§ Assigned task:
From the first record through the last, copy each one exactly.
_ _ _
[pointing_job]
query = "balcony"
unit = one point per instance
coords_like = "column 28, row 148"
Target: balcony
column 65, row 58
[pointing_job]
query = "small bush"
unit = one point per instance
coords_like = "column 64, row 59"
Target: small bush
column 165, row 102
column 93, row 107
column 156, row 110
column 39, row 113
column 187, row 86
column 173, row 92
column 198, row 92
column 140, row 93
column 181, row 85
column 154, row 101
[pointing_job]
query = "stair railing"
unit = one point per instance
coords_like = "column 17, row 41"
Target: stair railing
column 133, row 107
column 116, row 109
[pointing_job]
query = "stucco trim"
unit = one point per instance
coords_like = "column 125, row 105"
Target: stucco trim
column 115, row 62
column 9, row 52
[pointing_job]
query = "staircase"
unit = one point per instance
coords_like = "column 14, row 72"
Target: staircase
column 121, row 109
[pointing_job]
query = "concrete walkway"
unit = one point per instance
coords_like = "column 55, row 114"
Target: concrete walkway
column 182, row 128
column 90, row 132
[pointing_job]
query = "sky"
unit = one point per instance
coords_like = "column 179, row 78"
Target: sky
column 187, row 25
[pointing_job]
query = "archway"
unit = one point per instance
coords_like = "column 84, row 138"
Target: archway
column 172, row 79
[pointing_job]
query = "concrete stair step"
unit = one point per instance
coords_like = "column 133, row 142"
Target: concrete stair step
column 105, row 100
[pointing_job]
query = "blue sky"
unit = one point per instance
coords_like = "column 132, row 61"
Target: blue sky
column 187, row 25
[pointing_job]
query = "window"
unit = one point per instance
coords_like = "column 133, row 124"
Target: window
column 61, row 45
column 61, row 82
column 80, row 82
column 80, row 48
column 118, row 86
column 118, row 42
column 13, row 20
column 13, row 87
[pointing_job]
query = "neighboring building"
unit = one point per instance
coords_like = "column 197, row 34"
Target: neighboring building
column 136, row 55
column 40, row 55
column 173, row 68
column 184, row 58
_ _ _
§ Task answer:
[pointing_job]
query = "balcony"
unit = one point per instance
coords_like = "column 28, row 148"
Target: balcony
column 65, row 58
[pointing_job]
query = "small bush"
unit = one point per instance
coords_like = "column 64, row 59"
Target: small bush
column 165, row 102
column 93, row 107
column 156, row 110
column 39, row 113
column 187, row 86
column 173, row 92
column 198, row 92
column 140, row 93
column 181, row 85
column 154, row 101
[pointing_job]
query = "stair railing"
unit = one point per instance
coords_like = "column 17, row 41"
Target: stair railing
column 133, row 107
column 116, row 109
[pointing_job]
query = "stucco trim"
unit = one point per instance
coords_like = "column 125, row 105"
Target: stucco trim
column 115, row 62
column 9, row 52
[pointing_job]
query = "staircase"
unit = one point per instance
coords_like = "column 14, row 72"
Target: staircase
column 121, row 109
[pointing_job]
query = "concrete walkway"
unit = one point per instance
coords_like = "column 55, row 114"
Target: concrete walkway
column 182, row 128
column 90, row 132
[pointing_job]
query = "sky"
unit = one point per instance
coords_like = "column 179, row 78"
Target: sky
column 187, row 25
[pointing_job]
query = "archway"
unit = one point per instance
coords_like = "column 84, row 138"
Target: archway
column 172, row 79
[pointing_job]
query = "concrete stair step"
unit = one point per instance
coords_like = "column 133, row 142"
Target: concrete stair step
column 105, row 100
[pointing_job]
query = "blue sky"
unit = one point per instance
coords_like = "column 132, row 61"
Target: blue sky
column 187, row 25
[pointing_job]
query = "window"
unit = one point per instance
coords_like = "column 133, row 124"
Target: window
column 61, row 45
column 61, row 82
column 80, row 82
column 80, row 48
column 118, row 86
column 118, row 42
column 13, row 20
column 13, row 87
[pointing_job]
query = "neighboring building"
unit = one point per instance
coords_like = "column 197, row 34"
Target: neighboring building
column 136, row 55
column 40, row 55
column 173, row 68
column 184, row 58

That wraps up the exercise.